NYCC – Thursday, Oct 13th, 2011

Posted in NY Comic Con on October 14th, 2011

Our intrepid reports are at NY Comic Con. Here’s their overview for today:
Very busy first day–
We got to the Jacob Javits Convention Center around 4pm, found the press room and got registered.

Then we went to the con floor and toured the displays– the best included: Legendary Pictures, which had several movie props on display; Hasbro, which had plenty of toys in the cases; and many, many more. We also spoke with several publishers and made contacts for future reviews.

Today was really the day for press, professionals, VIPs and fans to enjoy the show prior to the throng arriving tomorrow. It was busy, lots of people, but it won’t hold a candle to Friday and Saturday.

More news coming tomorrow!

New York Comic Con starts Thursday, Oct 13th and SFRevu will be there

Posted in NY Comic Con on October 11th, 2011

NY Comic Con Logo

This year, SFRevu will have people at New York Comic Con and their coverage of the convention and its happenings will be posted here. What is written about will depend on what we can get in to see and who we get to talk to. So check back now and then to see what’s been added to our coverage.

Readercon — Saturday July 16, 2011

Posted in Convention, Readercon, Reading, Writing on July 16th, 2011

The start of a whole new day. Managed to get down to the Book Shop to open on time. We moved one of our bookshelves in order to help get traffic to our table when authors are doing signings. We’re right next to the autograph tables and when the lines get long they block off our table because we’re closer and we become inaccessible. Moving one bookcase seemed to ease the press so even if the lines were longer we still got customers. Of course this move was aided by the author close to us moving his chair closer to the other author’s chair so they could talk and none of the rest of the day’s authors moved it back to center on that table.

But still business so far is far less than it was last year but the conversation about books, reading, the rise of ebooks, and other topics has been entertaining, enlightening, and fun. If tomorrow doesn’t improve in sales we’re not even going to break even this year with the travel and hotel costs.

11:00 AM: Book Design and Typography in the Digital Era.
Panelists: Neil Clarke, Ken Liu, Erin Kissane, David G. Shaw (leader), and Alicia Verlager.
Description: Design and typography can heighten the experience of reading a written work; in the case of poetry, typesetting can be crucial to comprehension and interpretation. eReaders can change font sizes with the press of a button, making books far more accessible to people who have visual limitations or just their own ideas about how a book should look. What happens when these worthy goals are at odds? Will the future bring us more flexible book design, much as website design with CSS has become more flexible as browser customization becomes more common? Or will we see the book equivalent of Flash websites where the designer’s vision is strictly enforced.

- _Exercise_
Carry the convention coverage posts above forward from their final sentence, keeping the same blog voice.

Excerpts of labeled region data

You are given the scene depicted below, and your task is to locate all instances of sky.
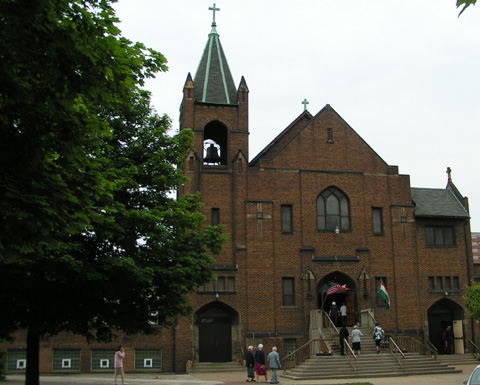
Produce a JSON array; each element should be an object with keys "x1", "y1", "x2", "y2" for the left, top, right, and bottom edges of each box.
[{"x1": 115, "y1": 0, "x2": 480, "y2": 232}]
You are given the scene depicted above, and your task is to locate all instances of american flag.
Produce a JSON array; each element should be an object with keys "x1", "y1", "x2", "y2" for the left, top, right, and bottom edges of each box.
[{"x1": 327, "y1": 284, "x2": 349, "y2": 295}]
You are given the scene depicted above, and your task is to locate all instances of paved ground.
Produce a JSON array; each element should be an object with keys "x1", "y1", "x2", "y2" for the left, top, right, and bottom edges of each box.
[{"x1": 5, "y1": 365, "x2": 476, "y2": 385}]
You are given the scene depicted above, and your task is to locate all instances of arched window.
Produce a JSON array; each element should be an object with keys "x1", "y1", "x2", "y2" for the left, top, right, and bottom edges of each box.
[{"x1": 317, "y1": 187, "x2": 350, "y2": 231}]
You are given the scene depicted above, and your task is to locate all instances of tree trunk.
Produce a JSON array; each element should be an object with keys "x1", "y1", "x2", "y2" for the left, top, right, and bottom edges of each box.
[{"x1": 25, "y1": 329, "x2": 40, "y2": 385}]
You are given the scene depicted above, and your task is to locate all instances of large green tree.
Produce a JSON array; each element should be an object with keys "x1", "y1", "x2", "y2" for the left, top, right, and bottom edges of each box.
[
  {"x1": 463, "y1": 281, "x2": 480, "y2": 321},
  {"x1": 0, "y1": 0, "x2": 223, "y2": 385}
]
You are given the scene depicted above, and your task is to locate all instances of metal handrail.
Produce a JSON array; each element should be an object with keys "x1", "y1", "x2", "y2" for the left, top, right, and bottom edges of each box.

- _Task response_
Ken Liu gave a quick history of the book from scroll to codex. First there was the scroll but you didn’t have random access to it — you always had to roll and unroll the entire thing to find what you wanted. With a codex or book you could go right to the page. More of the development of the book driven by the desire to print the bible and get access quickly to the parts you wanted.

China also had the scroll and they went to whirlwind books. These books were still more scroll-like but the bottom layer was a long scroll page and the top was a slightly shorter one and so forth. When unrolled completely the shorter layers curled up looking like whirls. This was developed for a dictionary and it was a way to solve the random access problem.

Now we have the ebook which handles the random access aspect quite well to search for an item but the return to the section you were reading is not always easily or correctly handled.

They talked about design issues and the conversion problems of print to ebook. For newer books you still have the electronic file and that makes conversions a bit easier but for older books the scan, OCR, run through converter formula that many places are using create awful books, making those who run into these badly converted/formatted books think all the books are like that. There was general agreement that more quality control for editing the OCR’d book and cleaning up HTML needed to be added. It’s mostly the small publishers doing this and the larger publishers are watching and learning from them.

Verlanger, who is blind, and has a technology blog where she writes about accessibility issues with technology among other tech-topics, spoke about the problems of back code which make the books inaccessible simply because they can’t be read by the programs used to translate text into speech. Scanners on the lowest quality setting sometimes create files where the images are not even identified as images by the OCR programs and weird groupings of letters are are added into the text/speech confusing the listener. Also DRM came up, in that a lot of the programs DRM for PDF and other formats identify the text-to-speech programs as illegal pirating software and do not allow the access at all.

Many issues were discussed and if you were interested in book design and conversions to ebooks and their utility this was a panel with a wealth of information for the audience.

Then it was back to the Book Shop and our table for an hour.

1:00 PM: Urban (Fantasy) Renewal.
Participants: Toni L.P. Kelner, Craig Laurance Gidney, Leah Bobet (leader), Ellen Datlow, and John Clute.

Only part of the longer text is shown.